Problem details —
Locate each line of the material that contains "outline", then return it.
════════════════
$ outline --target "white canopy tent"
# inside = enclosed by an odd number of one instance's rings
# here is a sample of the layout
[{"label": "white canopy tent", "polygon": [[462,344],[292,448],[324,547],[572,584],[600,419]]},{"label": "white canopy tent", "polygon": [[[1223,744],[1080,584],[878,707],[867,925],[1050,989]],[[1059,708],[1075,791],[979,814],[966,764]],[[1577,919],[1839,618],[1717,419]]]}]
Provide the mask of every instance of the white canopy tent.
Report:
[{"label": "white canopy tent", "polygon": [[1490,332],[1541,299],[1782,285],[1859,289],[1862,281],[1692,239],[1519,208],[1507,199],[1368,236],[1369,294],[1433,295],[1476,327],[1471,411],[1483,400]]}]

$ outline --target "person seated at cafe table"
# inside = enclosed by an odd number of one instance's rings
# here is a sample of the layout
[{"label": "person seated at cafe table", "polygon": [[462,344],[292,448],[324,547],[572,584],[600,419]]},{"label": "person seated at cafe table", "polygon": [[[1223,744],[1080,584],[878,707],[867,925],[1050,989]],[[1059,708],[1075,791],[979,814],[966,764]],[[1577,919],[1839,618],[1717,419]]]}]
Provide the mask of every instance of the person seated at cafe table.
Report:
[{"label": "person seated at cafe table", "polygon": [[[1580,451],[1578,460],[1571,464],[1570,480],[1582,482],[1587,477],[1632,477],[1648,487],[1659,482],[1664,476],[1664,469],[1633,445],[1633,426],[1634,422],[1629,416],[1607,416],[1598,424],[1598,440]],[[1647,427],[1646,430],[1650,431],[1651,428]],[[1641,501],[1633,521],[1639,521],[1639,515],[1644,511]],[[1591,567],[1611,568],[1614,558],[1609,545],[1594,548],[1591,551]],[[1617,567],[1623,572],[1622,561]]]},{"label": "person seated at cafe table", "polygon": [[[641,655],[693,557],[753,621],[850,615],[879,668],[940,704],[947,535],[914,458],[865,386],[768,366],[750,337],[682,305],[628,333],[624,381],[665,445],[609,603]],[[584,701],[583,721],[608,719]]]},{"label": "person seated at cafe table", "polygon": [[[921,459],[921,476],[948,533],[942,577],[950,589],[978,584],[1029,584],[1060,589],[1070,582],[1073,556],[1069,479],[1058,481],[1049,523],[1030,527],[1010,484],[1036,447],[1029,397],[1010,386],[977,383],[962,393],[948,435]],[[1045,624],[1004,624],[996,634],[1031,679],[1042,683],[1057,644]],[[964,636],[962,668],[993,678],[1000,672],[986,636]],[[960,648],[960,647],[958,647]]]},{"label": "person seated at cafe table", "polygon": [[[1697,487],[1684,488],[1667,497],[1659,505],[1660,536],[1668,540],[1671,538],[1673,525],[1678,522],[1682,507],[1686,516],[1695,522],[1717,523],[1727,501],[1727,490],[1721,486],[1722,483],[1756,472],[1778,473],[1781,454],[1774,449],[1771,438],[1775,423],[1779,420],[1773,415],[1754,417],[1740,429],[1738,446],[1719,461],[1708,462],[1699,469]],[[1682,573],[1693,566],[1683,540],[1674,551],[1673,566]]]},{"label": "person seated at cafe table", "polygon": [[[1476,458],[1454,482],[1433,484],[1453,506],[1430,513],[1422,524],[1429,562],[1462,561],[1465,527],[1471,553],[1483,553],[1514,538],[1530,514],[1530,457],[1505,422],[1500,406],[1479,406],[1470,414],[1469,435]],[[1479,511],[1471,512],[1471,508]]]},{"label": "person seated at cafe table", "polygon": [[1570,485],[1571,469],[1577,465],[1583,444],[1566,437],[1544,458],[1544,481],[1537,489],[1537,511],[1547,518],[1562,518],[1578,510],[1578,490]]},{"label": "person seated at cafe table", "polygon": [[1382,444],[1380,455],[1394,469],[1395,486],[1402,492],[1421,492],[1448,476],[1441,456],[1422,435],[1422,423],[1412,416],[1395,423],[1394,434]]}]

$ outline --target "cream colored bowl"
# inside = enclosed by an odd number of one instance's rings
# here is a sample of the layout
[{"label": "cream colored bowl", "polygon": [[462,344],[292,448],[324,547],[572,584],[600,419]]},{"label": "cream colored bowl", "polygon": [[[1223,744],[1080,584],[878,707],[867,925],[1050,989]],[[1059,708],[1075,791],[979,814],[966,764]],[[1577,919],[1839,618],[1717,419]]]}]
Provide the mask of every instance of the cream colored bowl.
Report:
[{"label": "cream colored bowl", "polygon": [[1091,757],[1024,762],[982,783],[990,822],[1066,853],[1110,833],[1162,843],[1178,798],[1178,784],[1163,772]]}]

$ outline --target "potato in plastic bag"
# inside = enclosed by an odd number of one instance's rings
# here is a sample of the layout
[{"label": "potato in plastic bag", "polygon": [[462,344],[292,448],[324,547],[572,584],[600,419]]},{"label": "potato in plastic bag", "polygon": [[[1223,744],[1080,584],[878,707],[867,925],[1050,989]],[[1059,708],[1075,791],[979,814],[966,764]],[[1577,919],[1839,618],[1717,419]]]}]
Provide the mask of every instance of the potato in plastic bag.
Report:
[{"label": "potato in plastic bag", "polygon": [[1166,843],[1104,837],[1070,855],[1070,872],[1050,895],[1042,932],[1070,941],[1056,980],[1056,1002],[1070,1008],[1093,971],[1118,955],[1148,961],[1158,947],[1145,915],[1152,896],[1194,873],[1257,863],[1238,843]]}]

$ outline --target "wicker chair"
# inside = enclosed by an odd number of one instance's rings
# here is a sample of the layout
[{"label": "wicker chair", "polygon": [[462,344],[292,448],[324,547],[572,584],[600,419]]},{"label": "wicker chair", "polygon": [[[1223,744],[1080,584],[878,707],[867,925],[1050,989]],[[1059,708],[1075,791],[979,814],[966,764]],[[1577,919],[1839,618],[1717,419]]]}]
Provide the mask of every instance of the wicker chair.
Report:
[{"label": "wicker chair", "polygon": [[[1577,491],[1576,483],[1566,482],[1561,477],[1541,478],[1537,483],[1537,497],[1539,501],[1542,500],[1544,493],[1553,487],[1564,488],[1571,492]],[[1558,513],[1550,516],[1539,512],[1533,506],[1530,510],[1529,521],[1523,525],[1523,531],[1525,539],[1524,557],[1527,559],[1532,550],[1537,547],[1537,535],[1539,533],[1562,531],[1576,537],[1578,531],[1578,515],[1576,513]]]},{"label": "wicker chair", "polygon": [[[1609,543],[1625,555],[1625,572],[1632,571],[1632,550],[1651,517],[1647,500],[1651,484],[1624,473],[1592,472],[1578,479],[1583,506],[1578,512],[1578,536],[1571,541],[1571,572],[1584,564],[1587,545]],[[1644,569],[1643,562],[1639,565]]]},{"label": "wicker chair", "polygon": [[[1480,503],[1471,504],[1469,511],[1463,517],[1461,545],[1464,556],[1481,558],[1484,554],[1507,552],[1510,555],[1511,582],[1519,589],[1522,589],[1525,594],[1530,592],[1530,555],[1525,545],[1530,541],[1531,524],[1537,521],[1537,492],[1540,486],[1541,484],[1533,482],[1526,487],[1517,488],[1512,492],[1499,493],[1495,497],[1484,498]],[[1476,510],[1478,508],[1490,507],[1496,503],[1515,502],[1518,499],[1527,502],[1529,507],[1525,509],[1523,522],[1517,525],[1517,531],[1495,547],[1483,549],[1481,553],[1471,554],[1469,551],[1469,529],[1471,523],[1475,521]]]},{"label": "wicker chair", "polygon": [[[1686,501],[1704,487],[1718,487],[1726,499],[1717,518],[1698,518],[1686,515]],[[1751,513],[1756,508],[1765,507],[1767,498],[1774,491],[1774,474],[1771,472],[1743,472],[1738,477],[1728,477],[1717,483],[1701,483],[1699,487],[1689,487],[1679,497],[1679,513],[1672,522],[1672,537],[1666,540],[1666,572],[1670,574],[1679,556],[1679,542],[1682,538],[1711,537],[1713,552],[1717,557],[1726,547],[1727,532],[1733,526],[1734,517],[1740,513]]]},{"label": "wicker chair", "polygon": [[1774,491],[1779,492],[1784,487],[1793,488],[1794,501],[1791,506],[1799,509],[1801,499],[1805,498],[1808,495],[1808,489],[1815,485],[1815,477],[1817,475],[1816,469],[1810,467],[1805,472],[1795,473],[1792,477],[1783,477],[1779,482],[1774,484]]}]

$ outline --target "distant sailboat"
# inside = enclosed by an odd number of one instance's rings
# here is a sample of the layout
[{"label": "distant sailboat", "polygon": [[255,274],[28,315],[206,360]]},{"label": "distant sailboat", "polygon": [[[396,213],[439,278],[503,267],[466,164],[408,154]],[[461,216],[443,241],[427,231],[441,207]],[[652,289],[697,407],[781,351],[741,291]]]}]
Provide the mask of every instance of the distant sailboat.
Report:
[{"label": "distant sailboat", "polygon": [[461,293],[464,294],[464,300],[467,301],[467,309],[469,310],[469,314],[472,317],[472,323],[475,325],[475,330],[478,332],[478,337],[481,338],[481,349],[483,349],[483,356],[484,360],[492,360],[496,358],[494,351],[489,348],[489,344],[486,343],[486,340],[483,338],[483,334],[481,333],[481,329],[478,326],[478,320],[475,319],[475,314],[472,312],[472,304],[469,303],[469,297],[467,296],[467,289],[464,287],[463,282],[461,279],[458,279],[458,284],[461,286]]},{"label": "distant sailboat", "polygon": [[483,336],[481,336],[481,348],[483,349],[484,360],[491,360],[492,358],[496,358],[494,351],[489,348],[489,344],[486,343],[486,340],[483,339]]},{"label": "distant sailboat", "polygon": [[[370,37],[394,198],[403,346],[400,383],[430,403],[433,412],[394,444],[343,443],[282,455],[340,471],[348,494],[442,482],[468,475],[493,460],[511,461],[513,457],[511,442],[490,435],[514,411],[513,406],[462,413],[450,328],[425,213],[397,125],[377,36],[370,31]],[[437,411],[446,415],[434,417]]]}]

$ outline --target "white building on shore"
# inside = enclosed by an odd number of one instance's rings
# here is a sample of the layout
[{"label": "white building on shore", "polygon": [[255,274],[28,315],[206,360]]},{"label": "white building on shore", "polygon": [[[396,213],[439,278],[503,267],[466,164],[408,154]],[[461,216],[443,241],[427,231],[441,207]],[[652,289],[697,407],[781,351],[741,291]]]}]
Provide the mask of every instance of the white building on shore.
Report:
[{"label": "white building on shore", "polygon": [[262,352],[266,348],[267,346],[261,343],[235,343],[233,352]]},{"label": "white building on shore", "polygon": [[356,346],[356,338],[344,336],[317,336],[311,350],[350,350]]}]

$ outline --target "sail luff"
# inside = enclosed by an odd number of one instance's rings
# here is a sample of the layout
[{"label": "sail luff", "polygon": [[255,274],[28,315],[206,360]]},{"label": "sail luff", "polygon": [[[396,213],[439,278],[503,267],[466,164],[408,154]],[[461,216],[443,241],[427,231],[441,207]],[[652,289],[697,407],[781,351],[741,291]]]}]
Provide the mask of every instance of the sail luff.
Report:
════════════════
Answer space —
$ outline --target "white canopy tent"
$ outline --target "person seated at cafe table"
$ outline --target "cream colored bowl"
$ outline --target "potato in plastic bag"
$ outline --target "wicker chair"
$ outline --target "distant sailboat"
$ outline --target "white building on shore"
$ outline --target "sail luff"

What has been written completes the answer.